[PROBLEM STATEMENT]: Omit the pictures, then write out every entry exactly as it reads.

***** SUPPLIED INFORMATION *****

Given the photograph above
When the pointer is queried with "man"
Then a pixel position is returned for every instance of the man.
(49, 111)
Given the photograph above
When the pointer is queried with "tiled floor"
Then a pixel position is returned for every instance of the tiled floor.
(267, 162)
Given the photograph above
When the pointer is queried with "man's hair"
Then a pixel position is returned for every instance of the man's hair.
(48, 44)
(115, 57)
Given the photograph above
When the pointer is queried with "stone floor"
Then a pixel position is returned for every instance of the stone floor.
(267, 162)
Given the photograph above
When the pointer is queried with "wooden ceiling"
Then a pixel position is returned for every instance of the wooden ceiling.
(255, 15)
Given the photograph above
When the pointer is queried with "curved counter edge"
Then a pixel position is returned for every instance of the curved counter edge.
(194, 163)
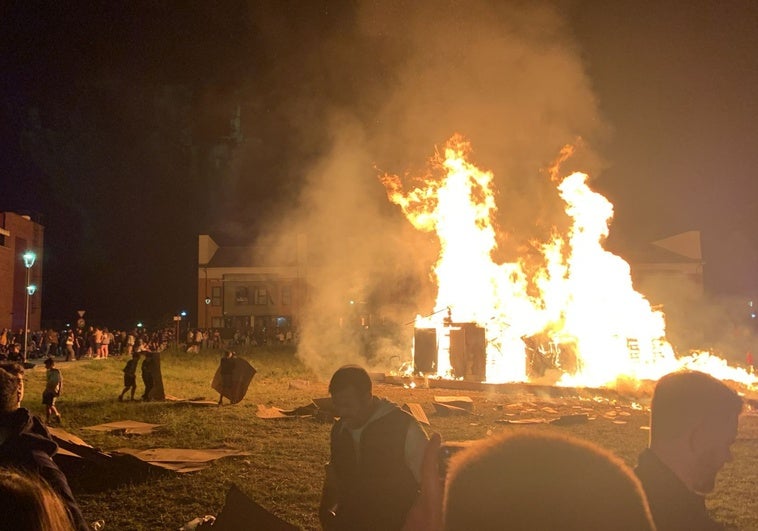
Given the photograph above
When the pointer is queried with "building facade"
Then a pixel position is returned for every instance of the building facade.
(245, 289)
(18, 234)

*****

[SOLUTION FOR THIS TASK]:
Given the photograph above
When the pointer is queried with "man"
Then a pixel position is returned for every instance of the man.
(49, 111)
Given the photograph above
When the pointer is queried with "tiled floor"
Then a pixel position is returned for every instance of the tiled floor.
(267, 162)
Given the photograph above
When the pointer is queried with "man's hair"
Then a pixel position is returned for every instance of the man's hair.
(48, 44)
(115, 57)
Given the photograph above
When the pointer is queried with "stone floor"
Then a pixel position is returned for every instance of the stone floor.
(267, 162)
Given the photograph above
When the pointer is queried with "wooden ceiling"
Then a pixel position is returned for every instance of the wooden ceiling.
(255, 15)
Given the photograph above
When the pointer is queried with "curved counter edge"
Then a pixel position is returned for every instance of the curved counter edge.
(194, 163)
Given the photograph above
When the pointer is queried with "building facade"
Then a pixel position is returned for every instance of the building facade.
(245, 289)
(18, 234)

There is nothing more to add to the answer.